The order to reinstate the VC to his position and a return to the learning institution was issued on Tuesday. The three days as ordered by the court elapses today.
Yesterday, seeing that EMCU can be charged with contempt of court, it approached the Industrial Court of Appeal in a bid to overturn the Tuesday judgment.
EMCU was cited as the first appellant, together with Boy Bongani Dlamini and Sebenta Menon who filed a notice of appeal challenging the entire judgment and order handed down by the Industrial Court on May 19.
The appellants argued that the Industrial Court wrongly interpreted an interim order by extending its meaning beyond the suspension of termination of employment.
According to the appeal, the order only prevented termination and did not prohibit administrative measures or temporary delegation of duties.
They further contended that the court erred in concluding that Yang’s employment had been terminated; instead he had voluntarily resigned.
In the appeal, the appellants also challenge the court’s order compelling compliance with the judgment within three days failing which imprisonment would follow.
They argued that this deprived them of an opportunity to purge the alleged contempt or explain why they should not be jailed which they claim violated principles of natural justice.
They further accused the court of ignoring the absence of intent to defy the order and failed to consider that no dismissal had occurred.
They argued that administrative actions taken after Yang’s resignation were incorrectly interpreted as termination of employment.
They said the court wrongly found wilful and bad-faith non-compliance despite their interpretation of the interim order being based on legal advice.
Among other grounds, the appellants submitted that the court improperly resolved disputed factual issues through affidavits and failed to adequately determine their counter-application seeking dismissal of the principal proceedings and discharge of the interim order.
The appeal argued that although Yang obtained interim relief on December 30, 2025, he allegedly failed to pursue the main application, prompting the appellants to seek dismissal of the matter.
“The court erred in law by failing to properly determine the appellants’ counter-application seeking dismissal of the principal proceedings and discharge of the interim order, considering that the respondent obtained interim relief on December 30, 2025,” argued the appellants.

> **Problems and tasks**
a) Say whether each statement below agrees with the EMCU appeal report. For each one, answer yes or no and quote the words of the report that decide it. (i) The appellants claim that Yang left his job by voluntarily resigning. (ii) The Industrial Court handed down its judgment and order on May 19. (iii) Yang obtained interim relief in January 2026.
b) Carry the EMCU appeal report forward with a few sentences that pick up after its final quotation from the appellants.

> **Supplied information**
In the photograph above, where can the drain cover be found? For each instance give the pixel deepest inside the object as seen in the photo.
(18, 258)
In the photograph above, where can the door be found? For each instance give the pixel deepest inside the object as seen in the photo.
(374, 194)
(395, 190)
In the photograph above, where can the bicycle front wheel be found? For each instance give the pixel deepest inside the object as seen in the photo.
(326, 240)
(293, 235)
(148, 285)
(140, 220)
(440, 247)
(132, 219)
==
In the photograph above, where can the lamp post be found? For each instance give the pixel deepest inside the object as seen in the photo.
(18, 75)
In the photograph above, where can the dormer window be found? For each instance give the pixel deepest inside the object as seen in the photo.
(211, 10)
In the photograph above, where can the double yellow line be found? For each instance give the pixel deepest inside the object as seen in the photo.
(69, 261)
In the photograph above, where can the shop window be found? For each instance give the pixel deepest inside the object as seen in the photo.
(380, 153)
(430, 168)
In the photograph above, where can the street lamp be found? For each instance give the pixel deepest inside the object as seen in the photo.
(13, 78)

> **Outputs by task**
a)
(i) Yes: "instead he had voluntarily resigned"
(ii) Yes: "handed down by the Industrial Court on May 19"
(iii) No: "Yang obtained interim relief on December 30, 2025"

b)
The appellants also challenge punitive costs awarded against them and question whether the interim order should remain in force indefinitely.
EMCU and the co-appellants are requesting the Industrial Court of Appeal to overturn the earlier judgment, dismiss the contempt proceedings, discharge the interim order and order the respondent to pay legal costs.
…Officials appeal contempt ruling
EMCU Registrar Sebenta Menon and the institution’s Council Chairperson Boy Bongani Dlamini have launched an urgent appeal to stop the enforcement of an Industrial Court judgment that could see them imprisoned for contempt of court.
The matter is before the Industrial Court of Appeal where Menon, Dlamini and EMCU are appealing against a judgment delivered on Tuesday in favour of Vice Chancellor Paul Seung-Hun Yang.
Menon said the judgment directly affected him and Dlamini both in their personal and official capacities because the ruling carried the possibility of imprisonment.
“The decision has the potential of landing me and the chairperson of the council in prison,” Menon stated.
He reflected in court that the dispute originated from urgent proceedings instituted by Yang on December 30, 2025 against EMCU, the attorney general and the ministry of education and training.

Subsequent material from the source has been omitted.